— Records —
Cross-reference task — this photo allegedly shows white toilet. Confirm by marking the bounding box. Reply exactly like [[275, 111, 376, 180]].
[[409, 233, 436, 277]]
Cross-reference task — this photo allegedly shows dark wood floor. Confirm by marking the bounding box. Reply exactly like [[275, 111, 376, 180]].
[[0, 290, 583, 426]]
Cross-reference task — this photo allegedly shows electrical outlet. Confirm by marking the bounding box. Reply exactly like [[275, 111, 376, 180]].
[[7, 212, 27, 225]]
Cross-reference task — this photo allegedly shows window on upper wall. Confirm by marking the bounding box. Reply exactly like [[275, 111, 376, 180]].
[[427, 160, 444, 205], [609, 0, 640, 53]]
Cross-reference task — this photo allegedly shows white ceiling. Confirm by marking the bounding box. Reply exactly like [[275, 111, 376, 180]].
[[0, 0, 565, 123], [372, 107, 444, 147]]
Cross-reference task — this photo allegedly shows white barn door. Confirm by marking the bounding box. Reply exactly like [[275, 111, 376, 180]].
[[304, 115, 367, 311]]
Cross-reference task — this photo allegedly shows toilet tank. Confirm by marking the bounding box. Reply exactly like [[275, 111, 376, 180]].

--

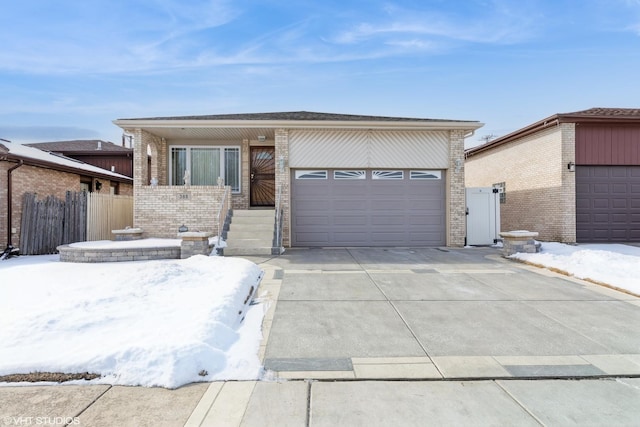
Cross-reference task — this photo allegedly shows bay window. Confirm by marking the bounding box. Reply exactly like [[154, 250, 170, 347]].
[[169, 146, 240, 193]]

— Task statement —
Recast the records from the line containing "Cross-reference task — this photo allegedly shows window" through the line containing "[[304, 115, 367, 311]]", both included, as a Markdown table with the columns Row and Text, giving each line a number and omitting blank lines.

— Task solution —
| Row | Text |
|---|---|
| 1 | Cross-reference task — this photo allegedly shows window on upper wall. Confirm by marking the bounding box. Reply exactly like [[275, 111, 376, 180]]. |
| 2 | [[427, 160, 444, 205], [609, 0, 640, 53]] |
| 3 | Cross-reference task — this photo allegedly shows white ceiling. Confirm by marking the bounding box. Reply exactly like [[275, 111, 376, 180]]. |
| 4 | [[0, 0, 565, 123], [372, 107, 444, 147]] |
| 5 | Cross-reference task — this photo allegedly shows white barn door. Confirm by marking the bounding box. Reply exactly like [[275, 111, 376, 180]]. |
| 6 | [[304, 115, 367, 311]] |